Select and copy every line below that contains the word "outcrop".

* * * *

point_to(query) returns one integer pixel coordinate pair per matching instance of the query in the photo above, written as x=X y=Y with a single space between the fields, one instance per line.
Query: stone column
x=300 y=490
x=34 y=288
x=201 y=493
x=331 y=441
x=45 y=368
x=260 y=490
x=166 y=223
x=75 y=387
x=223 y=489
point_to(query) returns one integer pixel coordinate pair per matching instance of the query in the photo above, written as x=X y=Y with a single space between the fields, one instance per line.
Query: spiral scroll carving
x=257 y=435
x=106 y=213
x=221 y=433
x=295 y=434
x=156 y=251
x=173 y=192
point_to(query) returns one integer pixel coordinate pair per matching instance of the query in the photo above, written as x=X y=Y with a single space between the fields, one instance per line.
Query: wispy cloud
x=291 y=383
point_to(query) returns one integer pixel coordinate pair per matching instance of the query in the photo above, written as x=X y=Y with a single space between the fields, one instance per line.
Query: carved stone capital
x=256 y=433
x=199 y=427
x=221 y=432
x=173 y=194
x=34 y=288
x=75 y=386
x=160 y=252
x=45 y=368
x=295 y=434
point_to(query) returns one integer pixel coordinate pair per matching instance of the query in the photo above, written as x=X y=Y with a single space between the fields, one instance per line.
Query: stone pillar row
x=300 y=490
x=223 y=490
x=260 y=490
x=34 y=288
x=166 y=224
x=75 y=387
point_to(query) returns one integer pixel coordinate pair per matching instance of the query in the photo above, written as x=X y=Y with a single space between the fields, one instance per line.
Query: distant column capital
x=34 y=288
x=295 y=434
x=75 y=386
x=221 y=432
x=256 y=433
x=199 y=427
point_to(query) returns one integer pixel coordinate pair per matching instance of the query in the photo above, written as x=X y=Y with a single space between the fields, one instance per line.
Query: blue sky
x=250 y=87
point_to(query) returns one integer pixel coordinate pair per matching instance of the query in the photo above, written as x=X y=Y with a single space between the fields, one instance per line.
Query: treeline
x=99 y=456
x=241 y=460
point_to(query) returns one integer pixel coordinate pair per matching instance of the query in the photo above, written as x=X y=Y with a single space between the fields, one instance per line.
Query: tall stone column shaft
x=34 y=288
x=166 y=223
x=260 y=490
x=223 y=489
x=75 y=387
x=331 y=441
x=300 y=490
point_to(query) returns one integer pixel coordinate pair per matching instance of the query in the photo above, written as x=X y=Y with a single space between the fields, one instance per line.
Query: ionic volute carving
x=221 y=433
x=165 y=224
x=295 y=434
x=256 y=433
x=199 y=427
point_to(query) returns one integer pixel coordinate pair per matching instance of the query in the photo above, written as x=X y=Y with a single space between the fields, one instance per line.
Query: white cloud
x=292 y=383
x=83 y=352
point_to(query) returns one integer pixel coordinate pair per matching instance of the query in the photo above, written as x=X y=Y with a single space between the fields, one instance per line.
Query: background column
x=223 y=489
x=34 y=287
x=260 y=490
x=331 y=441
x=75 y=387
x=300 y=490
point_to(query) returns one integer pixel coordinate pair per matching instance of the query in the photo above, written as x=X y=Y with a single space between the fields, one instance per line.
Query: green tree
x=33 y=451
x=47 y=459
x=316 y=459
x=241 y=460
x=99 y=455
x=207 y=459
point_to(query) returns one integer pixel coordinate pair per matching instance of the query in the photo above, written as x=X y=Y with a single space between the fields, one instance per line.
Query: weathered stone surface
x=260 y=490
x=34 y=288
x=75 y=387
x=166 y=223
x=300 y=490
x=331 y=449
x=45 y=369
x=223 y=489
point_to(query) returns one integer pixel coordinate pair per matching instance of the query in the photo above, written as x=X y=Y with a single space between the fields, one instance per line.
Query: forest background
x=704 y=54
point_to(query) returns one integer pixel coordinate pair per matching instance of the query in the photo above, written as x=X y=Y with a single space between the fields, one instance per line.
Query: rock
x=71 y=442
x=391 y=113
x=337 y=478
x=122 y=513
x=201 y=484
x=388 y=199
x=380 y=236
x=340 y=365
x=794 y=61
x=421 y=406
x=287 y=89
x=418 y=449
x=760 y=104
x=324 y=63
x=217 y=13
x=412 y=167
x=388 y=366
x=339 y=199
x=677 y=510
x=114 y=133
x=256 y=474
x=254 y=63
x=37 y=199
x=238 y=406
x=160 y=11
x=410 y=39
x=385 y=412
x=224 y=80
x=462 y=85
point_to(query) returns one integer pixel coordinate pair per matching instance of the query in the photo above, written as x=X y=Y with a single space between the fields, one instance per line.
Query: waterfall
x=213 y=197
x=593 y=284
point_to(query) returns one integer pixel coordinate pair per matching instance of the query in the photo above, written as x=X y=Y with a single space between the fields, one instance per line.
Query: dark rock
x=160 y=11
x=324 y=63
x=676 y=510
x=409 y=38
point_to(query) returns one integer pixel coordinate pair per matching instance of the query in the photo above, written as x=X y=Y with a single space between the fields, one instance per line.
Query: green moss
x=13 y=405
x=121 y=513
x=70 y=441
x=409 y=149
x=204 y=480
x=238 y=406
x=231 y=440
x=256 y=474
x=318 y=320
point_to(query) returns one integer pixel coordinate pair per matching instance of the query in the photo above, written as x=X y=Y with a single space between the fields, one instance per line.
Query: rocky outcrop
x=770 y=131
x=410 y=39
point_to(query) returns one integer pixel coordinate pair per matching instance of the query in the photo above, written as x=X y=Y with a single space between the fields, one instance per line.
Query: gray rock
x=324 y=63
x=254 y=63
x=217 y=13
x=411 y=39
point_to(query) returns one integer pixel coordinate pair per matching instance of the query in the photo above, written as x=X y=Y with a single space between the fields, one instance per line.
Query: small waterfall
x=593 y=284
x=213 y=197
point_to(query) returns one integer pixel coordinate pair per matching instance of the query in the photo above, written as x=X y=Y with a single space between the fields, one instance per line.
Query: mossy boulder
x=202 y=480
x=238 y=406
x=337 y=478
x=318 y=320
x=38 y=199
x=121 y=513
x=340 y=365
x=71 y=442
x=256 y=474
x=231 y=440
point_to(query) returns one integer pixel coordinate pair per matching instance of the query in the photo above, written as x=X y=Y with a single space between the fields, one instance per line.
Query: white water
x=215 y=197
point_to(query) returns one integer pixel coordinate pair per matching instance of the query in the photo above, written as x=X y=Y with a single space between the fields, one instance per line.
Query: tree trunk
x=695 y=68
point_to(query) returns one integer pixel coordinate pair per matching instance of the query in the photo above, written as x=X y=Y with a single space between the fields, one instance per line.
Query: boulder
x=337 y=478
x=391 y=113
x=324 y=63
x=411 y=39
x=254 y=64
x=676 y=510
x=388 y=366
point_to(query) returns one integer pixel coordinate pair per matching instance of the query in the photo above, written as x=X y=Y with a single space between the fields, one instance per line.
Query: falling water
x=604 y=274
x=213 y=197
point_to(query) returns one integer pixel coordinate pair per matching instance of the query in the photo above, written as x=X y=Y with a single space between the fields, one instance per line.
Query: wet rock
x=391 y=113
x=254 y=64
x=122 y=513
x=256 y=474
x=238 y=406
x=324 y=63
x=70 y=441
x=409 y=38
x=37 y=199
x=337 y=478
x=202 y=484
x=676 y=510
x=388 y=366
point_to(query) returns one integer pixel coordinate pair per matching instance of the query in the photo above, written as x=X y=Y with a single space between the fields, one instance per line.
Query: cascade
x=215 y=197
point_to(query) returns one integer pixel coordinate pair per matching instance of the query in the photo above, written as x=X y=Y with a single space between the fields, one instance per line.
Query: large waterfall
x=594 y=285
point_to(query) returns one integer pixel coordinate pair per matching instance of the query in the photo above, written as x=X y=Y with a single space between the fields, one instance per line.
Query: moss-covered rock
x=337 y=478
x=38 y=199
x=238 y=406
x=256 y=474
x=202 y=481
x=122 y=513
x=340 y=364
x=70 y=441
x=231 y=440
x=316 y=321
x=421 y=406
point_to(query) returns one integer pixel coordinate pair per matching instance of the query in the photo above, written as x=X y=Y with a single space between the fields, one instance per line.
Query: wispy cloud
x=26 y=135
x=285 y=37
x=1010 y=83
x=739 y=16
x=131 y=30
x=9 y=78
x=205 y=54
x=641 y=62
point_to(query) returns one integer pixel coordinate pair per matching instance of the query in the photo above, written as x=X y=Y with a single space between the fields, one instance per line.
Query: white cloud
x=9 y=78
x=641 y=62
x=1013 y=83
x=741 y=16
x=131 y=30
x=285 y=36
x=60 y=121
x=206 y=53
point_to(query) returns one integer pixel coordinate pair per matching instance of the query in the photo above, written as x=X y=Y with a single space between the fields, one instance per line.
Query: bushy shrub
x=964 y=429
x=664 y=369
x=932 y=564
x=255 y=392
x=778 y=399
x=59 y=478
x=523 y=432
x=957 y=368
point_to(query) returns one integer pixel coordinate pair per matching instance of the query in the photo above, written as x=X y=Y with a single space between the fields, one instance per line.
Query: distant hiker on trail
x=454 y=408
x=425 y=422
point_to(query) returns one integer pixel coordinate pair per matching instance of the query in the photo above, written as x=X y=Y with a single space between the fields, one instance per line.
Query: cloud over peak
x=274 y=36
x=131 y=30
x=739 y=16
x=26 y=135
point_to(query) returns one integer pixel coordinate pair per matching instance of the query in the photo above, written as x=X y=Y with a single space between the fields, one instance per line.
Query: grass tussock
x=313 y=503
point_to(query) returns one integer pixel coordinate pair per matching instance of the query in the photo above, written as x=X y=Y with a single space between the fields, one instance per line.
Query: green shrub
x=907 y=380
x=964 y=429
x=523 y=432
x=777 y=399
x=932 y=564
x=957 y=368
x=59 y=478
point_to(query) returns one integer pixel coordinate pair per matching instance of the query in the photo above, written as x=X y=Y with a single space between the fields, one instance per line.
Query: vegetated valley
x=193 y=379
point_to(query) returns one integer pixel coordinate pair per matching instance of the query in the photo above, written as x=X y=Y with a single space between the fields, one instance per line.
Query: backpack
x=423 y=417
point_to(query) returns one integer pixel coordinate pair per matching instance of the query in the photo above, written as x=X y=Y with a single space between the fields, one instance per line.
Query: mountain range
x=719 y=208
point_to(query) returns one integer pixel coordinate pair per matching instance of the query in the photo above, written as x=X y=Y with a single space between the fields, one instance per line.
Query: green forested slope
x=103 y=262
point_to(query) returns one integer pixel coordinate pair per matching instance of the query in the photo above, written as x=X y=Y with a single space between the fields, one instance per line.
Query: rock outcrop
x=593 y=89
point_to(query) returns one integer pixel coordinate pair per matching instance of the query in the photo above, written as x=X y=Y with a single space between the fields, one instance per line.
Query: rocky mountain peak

* * * *

» **Solved problem**
Query: rocky outcrop
Query: rock outcrop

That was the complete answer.